■ **WHAT YOU WILL DO**
Take the line that contains "pixel 661 293" and every line after it in the material below, and quote them exactly.

■ **TASK MATERIAL**

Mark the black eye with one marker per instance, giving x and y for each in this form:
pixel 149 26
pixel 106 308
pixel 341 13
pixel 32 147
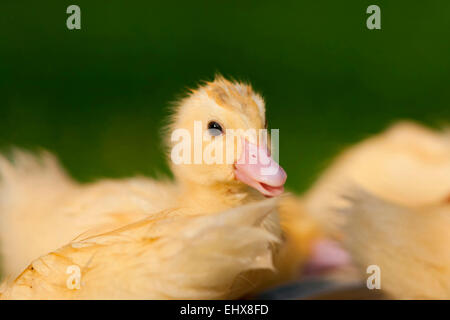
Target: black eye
pixel 214 129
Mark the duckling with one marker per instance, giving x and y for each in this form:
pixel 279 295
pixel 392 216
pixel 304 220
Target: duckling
pixel 387 201
pixel 169 255
pixel 43 211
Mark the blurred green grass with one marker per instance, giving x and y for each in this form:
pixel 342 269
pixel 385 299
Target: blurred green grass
pixel 98 97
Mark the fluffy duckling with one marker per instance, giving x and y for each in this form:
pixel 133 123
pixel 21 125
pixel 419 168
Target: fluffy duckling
pixel 400 221
pixel 132 231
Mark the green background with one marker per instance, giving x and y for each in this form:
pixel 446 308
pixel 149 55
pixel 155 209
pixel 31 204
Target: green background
pixel 98 97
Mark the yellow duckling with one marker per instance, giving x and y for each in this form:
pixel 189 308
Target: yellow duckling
pixel 387 200
pixel 205 235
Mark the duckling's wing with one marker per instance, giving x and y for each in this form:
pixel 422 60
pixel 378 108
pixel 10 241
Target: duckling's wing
pixel 164 257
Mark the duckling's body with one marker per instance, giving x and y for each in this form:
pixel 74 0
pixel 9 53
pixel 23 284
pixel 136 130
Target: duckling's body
pixel 143 238
pixel 387 200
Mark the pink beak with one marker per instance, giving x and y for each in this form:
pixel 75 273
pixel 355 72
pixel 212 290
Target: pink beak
pixel 256 168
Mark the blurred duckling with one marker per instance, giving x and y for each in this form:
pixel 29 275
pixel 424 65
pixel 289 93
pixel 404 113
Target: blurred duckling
pixel 150 239
pixel 387 201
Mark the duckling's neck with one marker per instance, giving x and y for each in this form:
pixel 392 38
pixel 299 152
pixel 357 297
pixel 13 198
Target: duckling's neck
pixel 203 199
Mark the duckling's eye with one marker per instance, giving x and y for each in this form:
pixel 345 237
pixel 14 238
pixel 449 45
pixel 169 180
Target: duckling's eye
pixel 214 129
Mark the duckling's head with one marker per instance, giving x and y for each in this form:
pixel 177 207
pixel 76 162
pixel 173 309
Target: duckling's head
pixel 218 137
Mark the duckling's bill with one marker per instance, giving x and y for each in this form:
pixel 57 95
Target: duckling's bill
pixel 256 168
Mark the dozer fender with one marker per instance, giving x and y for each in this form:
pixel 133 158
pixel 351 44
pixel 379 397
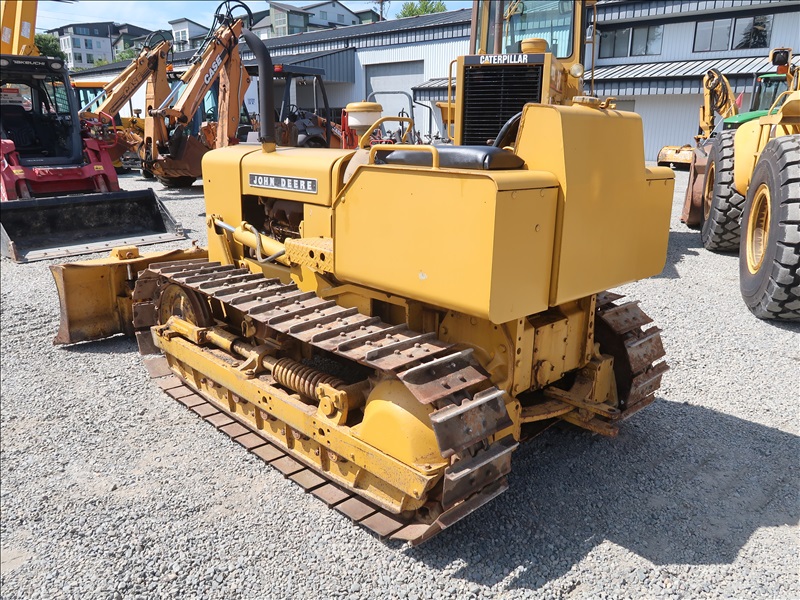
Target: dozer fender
pixel 96 296
pixel 45 228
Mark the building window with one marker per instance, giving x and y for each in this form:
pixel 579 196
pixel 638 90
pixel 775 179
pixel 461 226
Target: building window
pixel 752 32
pixel 647 40
pixel 712 35
pixel 615 43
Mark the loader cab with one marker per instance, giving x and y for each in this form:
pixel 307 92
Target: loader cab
pixel 767 89
pixel 523 51
pixel 209 112
pixel 39 111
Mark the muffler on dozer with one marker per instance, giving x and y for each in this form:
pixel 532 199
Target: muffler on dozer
pixel 46 228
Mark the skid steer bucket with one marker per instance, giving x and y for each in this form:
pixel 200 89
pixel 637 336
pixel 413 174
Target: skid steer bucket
pixel 46 228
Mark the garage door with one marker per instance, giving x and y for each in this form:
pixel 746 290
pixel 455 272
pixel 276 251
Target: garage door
pixel 399 76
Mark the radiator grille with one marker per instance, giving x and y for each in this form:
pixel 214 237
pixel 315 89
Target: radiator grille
pixel 493 94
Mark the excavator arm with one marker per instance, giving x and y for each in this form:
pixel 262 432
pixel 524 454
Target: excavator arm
pixel 220 54
pixel 169 152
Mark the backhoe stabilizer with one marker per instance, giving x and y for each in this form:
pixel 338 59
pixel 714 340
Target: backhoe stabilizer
pixel 55 227
pixel 96 296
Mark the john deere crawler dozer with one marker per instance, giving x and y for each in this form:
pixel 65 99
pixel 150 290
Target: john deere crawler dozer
pixel 386 324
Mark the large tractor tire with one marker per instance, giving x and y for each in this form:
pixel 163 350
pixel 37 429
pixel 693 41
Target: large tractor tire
pixel 769 256
pixel 722 204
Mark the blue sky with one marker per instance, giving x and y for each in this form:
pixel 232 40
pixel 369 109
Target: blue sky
pixel 154 14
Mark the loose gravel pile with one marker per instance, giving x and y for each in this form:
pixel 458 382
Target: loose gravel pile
pixel 110 489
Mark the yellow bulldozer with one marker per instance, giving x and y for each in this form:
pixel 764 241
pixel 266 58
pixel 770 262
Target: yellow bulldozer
pixel 386 324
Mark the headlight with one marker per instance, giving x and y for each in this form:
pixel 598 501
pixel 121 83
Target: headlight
pixel 576 70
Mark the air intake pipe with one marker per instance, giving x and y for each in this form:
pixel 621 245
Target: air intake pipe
pixel 266 88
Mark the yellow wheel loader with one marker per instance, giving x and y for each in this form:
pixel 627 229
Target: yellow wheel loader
pixel 712 200
pixel 385 324
pixel 767 172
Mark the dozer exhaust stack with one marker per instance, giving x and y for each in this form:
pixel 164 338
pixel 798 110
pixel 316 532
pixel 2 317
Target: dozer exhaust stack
pixel 46 228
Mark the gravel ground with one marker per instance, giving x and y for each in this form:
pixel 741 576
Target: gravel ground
pixel 112 490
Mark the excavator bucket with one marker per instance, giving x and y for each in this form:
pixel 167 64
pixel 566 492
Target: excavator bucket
pixel 96 296
pixel 55 227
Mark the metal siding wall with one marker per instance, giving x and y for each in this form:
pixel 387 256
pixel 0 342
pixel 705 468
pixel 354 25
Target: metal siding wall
pixel 678 42
pixel 436 55
pixel 667 120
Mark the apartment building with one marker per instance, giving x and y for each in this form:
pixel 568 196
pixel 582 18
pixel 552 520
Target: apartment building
pixel 86 43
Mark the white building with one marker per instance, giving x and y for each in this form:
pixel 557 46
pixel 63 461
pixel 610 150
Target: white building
pixel 87 43
pixel 326 15
pixel 652 55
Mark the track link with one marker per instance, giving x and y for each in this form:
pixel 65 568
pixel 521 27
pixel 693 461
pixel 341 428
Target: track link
pixel 619 329
pixel 469 409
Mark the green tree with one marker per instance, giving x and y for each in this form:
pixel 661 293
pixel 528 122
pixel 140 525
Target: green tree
pixel 421 7
pixel 127 54
pixel 48 45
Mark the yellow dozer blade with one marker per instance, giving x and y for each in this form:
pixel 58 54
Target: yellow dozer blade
pixel 55 227
pixel 96 296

■ **EXERCISE ANSWER**
pixel 661 293
pixel 528 122
pixel 140 525
Target: green tree
pixel 421 7
pixel 127 54
pixel 48 45
Mark the yellow dozer blade with one marker per instance, giving x and y for each in this form:
pixel 58 54
Target: yellow dozer blade
pixel 55 227
pixel 96 296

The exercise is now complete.